## What this task involves
The span to repeat in the listing below runs from the line containing "Target: wooden desk" to the line containing "Guideline: for every instance of the green", inclusive. Repeat it exactly, and only it.

## Exercise data

==================================================

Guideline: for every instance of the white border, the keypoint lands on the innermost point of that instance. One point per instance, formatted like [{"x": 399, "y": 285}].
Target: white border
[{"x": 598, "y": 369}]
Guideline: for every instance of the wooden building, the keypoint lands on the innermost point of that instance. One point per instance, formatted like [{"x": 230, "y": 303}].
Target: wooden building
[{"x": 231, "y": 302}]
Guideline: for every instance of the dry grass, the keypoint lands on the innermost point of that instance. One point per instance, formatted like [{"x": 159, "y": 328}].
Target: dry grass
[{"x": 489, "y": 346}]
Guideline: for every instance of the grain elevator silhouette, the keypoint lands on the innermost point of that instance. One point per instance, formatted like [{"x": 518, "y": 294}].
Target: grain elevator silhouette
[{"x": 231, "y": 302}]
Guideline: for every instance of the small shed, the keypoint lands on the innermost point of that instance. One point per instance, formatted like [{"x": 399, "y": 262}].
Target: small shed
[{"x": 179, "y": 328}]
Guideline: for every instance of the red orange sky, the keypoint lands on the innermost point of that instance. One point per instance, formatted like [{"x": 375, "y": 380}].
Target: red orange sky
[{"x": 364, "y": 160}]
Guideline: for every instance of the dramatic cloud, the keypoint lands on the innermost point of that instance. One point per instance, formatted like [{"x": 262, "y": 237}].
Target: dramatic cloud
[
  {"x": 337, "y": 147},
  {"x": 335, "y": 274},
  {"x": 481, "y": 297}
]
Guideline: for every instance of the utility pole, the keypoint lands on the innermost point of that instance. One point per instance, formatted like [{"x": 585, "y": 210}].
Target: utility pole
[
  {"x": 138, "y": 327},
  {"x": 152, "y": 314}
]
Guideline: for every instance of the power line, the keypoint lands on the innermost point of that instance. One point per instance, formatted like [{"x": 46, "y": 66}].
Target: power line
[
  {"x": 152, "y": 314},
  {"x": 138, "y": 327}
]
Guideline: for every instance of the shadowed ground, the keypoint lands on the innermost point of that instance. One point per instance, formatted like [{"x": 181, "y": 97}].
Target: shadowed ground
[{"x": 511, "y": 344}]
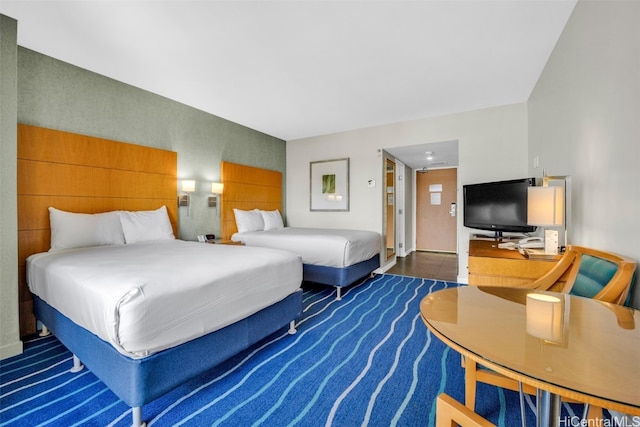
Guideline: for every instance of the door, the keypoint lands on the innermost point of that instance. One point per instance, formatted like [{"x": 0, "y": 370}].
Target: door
[
  {"x": 390, "y": 206},
  {"x": 436, "y": 210}
]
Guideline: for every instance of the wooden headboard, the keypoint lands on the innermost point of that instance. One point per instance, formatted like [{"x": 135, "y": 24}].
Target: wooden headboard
[
  {"x": 79, "y": 173},
  {"x": 246, "y": 188}
]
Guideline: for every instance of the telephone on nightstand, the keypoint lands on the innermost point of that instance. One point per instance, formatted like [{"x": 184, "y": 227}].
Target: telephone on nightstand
[{"x": 531, "y": 243}]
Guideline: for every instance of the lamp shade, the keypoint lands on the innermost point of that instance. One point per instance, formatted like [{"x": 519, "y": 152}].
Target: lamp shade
[
  {"x": 544, "y": 314},
  {"x": 217, "y": 187},
  {"x": 188, "y": 186},
  {"x": 545, "y": 206}
]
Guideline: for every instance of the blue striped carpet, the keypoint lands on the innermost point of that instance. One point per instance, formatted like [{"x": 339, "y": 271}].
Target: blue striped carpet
[{"x": 365, "y": 360}]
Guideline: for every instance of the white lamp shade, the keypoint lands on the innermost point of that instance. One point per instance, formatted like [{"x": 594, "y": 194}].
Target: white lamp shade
[
  {"x": 217, "y": 187},
  {"x": 544, "y": 315},
  {"x": 545, "y": 206},
  {"x": 188, "y": 186}
]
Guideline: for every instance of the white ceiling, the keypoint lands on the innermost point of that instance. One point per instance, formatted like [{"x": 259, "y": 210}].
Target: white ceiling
[{"x": 296, "y": 69}]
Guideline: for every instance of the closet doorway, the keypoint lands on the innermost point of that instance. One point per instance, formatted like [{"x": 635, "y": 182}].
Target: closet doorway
[{"x": 436, "y": 210}]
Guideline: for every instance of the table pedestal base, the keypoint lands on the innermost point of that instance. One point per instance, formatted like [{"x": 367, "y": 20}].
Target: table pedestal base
[{"x": 548, "y": 409}]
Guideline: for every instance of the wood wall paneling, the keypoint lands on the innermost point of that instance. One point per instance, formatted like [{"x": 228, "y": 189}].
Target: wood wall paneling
[{"x": 246, "y": 188}]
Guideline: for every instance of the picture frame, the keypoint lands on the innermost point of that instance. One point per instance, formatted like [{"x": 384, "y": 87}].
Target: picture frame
[{"x": 329, "y": 185}]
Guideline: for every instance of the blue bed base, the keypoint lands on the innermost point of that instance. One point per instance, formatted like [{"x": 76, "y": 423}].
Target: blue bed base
[
  {"x": 140, "y": 381},
  {"x": 339, "y": 277}
]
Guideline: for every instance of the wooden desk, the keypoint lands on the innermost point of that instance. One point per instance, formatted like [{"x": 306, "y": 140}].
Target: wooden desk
[
  {"x": 595, "y": 361},
  {"x": 490, "y": 265}
]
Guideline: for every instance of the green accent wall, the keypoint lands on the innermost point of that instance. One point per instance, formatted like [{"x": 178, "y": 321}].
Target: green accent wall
[
  {"x": 57, "y": 95},
  {"x": 43, "y": 91},
  {"x": 10, "y": 343}
]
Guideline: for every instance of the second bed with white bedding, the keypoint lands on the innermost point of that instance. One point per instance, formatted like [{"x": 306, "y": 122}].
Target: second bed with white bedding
[
  {"x": 317, "y": 246},
  {"x": 146, "y": 297}
]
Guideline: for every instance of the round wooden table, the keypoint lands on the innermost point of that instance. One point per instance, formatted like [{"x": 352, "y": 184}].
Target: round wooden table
[{"x": 565, "y": 346}]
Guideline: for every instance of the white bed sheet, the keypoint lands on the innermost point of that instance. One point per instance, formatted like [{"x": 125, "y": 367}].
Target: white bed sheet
[
  {"x": 146, "y": 297},
  {"x": 318, "y": 246}
]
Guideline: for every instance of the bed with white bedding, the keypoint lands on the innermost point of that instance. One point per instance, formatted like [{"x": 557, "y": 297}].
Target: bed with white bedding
[
  {"x": 147, "y": 297},
  {"x": 335, "y": 257},
  {"x": 145, "y": 312}
]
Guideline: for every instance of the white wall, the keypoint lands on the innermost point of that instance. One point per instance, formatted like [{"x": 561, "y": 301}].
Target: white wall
[
  {"x": 492, "y": 146},
  {"x": 584, "y": 121}
]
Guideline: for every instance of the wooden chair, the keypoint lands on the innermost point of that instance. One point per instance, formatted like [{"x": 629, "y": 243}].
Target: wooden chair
[
  {"x": 581, "y": 271},
  {"x": 450, "y": 412}
]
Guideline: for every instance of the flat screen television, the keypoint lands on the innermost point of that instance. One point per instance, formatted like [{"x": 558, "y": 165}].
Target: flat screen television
[{"x": 499, "y": 206}]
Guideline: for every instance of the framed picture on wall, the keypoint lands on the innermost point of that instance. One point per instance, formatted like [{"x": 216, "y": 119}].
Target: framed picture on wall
[{"x": 329, "y": 185}]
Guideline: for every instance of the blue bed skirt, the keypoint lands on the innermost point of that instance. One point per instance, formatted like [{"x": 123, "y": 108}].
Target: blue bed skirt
[
  {"x": 339, "y": 276},
  {"x": 140, "y": 381}
]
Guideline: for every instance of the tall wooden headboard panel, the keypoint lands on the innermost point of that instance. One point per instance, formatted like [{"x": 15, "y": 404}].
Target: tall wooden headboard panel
[
  {"x": 246, "y": 188},
  {"x": 83, "y": 174}
]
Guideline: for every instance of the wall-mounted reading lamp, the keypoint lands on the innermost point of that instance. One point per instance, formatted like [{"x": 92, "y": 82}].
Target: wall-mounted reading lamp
[
  {"x": 216, "y": 189},
  {"x": 187, "y": 186}
]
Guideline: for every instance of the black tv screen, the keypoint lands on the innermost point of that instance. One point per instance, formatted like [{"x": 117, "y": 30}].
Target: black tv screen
[{"x": 498, "y": 206}]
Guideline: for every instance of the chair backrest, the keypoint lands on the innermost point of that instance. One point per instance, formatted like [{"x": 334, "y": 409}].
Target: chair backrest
[
  {"x": 600, "y": 275},
  {"x": 450, "y": 412}
]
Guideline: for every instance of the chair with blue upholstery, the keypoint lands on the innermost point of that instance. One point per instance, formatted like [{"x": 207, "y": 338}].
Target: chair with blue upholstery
[{"x": 581, "y": 271}]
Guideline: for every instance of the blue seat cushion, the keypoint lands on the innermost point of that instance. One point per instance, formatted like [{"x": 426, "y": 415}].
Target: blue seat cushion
[{"x": 593, "y": 275}]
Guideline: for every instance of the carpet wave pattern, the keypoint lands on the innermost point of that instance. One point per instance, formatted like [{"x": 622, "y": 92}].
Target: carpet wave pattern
[{"x": 367, "y": 360}]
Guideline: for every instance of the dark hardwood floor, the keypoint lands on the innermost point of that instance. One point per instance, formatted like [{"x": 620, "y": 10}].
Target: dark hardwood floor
[{"x": 430, "y": 265}]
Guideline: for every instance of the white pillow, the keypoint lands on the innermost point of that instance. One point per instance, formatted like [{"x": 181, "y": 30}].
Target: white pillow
[
  {"x": 272, "y": 220},
  {"x": 146, "y": 226},
  {"x": 248, "y": 220},
  {"x": 77, "y": 230}
]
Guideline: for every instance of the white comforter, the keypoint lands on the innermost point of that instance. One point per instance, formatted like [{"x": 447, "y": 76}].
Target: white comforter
[
  {"x": 146, "y": 297},
  {"x": 318, "y": 246}
]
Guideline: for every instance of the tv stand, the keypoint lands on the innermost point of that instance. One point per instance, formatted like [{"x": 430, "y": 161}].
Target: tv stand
[{"x": 490, "y": 265}]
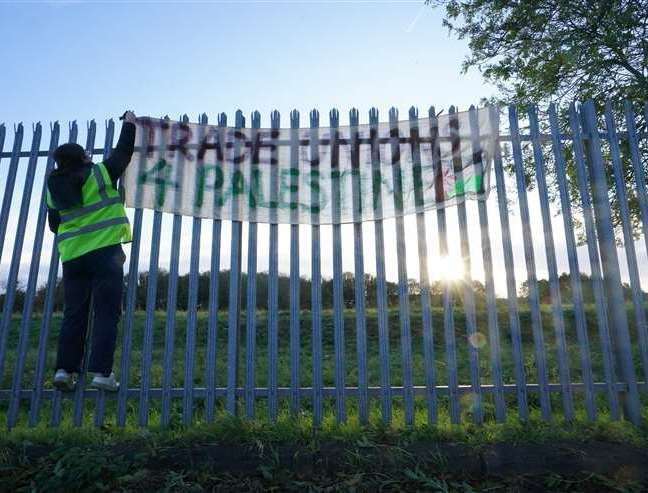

==================================================

## Response area
Target: wooden desk
[
  {"x": 595, "y": 361},
  {"x": 490, "y": 265}
]
Guideline: for every instance of the green accent wall, the keypoint lands on the innermost point of that instance. One point per instance, formatted like [{"x": 178, "y": 321}].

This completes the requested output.